WHAT YOU WILL DO:
1/ In the article below about Keir Starmer and the Nicola Bulley disclosures, what years did Starmer serve as Director of Public Prosecutions?
2/ Summarize the article below on Keir Starmer and the Nicola Bulley disclosures in two sentences.

TEXT EXCERPT:
::::::
Keir Starmer 'Surprised' Lancashire Police Revealed Nicola Bulley's Personal Struggles

The Labour leader and former director of public prosecutions says he is "uncomfortable" with the decision.
Leon Neal via Getty Images

Keir Starmer has said he was “very surprised” the police decided to release information about missing Nicola Bulley’s struggles with alcohol and the menopause.

The Labour leader said he was “uncomfortable” with the disclosure of the missing mother-of-two’s vulnerabilities.

Before entering politics, Starmer served as Director of Public Prosecutions (DPP) between 2008 and 2013.

Bulley vanished while walking her springer spaniel Willow in the village of St Michael’s on Wyre, Lancashire, on January 27 after dropping her two daughters at school.

Lancashire Police have come under heavy criticism for revealing the details about her “vulnerabilities” in the weeks before her disappearance that they say made her “high risk”.

They later added in a statement that she had been struggling with alcohol issues and the menopause, and had stopped taking HRT medication.

Speaking to Times Radio on Friday, Starmer said: “I was very surprised to see what the police had put out there. I was not sure why that degree of personal information was necessary.

“I think I read that they had spoken to the family about it, but I was very surprised. If there is, in the fullness of time, a good justification then so be it but I think most people would be very uncomfortable.

“I certainly felt uncomfortable with that private information being put in the public domain.”
::::::
EXCERPTED DATA:

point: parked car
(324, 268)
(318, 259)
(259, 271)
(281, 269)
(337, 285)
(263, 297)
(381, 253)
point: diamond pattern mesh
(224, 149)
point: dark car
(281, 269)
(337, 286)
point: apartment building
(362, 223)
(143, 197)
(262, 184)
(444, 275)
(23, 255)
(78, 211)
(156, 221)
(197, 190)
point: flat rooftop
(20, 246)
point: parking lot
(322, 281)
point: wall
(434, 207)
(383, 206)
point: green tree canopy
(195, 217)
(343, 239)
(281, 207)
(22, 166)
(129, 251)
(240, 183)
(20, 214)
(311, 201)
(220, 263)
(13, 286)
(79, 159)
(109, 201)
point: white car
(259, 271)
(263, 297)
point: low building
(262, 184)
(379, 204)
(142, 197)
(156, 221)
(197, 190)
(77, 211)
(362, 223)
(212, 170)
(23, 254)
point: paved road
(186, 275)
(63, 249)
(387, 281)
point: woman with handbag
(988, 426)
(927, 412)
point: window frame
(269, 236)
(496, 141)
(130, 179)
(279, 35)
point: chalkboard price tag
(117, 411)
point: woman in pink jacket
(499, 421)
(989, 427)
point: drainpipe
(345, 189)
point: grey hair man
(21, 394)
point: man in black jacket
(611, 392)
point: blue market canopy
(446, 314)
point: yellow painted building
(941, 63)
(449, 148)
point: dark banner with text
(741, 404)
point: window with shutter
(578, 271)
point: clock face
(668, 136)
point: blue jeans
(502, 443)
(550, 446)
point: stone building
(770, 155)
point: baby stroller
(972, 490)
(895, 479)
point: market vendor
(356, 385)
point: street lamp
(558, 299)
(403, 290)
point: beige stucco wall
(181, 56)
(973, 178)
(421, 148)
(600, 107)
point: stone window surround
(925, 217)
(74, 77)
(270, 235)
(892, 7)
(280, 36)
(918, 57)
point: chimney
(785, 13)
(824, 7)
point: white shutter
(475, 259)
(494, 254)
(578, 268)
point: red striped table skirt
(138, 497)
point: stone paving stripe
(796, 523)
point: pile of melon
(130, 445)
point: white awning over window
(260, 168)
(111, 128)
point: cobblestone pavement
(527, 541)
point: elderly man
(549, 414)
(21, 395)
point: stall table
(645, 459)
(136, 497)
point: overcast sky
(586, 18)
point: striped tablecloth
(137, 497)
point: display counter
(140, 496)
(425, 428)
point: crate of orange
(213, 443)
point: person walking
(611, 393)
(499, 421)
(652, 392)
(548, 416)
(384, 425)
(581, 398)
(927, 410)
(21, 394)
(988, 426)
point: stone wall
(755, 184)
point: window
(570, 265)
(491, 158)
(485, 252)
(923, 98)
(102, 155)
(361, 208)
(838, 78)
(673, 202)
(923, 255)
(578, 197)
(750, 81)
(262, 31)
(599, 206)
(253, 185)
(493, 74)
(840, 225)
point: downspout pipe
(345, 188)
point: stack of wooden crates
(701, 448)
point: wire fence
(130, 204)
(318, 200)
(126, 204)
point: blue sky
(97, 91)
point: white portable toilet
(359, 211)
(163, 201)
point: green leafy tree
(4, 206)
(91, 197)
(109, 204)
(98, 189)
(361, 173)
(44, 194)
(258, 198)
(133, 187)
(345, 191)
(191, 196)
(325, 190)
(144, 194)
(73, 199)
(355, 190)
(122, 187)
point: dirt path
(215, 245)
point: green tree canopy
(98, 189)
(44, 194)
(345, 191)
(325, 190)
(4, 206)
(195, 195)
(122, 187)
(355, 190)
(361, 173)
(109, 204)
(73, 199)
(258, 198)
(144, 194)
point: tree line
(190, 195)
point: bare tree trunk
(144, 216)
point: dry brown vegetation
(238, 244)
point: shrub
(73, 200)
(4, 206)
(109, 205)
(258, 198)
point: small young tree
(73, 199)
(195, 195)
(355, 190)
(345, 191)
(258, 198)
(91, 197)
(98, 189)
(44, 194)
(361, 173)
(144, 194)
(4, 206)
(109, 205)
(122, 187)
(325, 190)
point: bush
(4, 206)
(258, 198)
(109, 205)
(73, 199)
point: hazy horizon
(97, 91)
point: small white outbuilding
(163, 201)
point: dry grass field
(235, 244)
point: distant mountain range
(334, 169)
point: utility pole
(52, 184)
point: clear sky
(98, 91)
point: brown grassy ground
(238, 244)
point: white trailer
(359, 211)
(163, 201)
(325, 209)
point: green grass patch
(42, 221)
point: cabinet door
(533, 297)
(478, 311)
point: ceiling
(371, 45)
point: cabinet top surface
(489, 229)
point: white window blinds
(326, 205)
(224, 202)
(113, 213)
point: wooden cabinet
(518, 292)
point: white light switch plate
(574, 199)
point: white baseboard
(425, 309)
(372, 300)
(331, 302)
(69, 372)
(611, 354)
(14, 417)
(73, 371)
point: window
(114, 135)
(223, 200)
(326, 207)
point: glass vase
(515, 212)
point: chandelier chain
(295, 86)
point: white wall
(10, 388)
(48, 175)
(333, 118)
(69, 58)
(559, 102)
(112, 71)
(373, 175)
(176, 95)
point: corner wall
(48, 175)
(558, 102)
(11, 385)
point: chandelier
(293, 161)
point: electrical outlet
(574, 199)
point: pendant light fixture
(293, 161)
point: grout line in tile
::::::
RESULTS OF THE TASKS:
1/ 2008 to 2013.

2/ Labour leader and former Director of Public Prosecutions Keir Starmer said he was very surprised and uncomfortable that Lancashire Police released information about missing Nicola Bulley's struggles with alcohol and the menopause. Bulley vanished on January 27 while walking her dog in St Michael's on Wyre, and the police have faced heavy criticism for revealing the vulnerabilities they said made her high risk.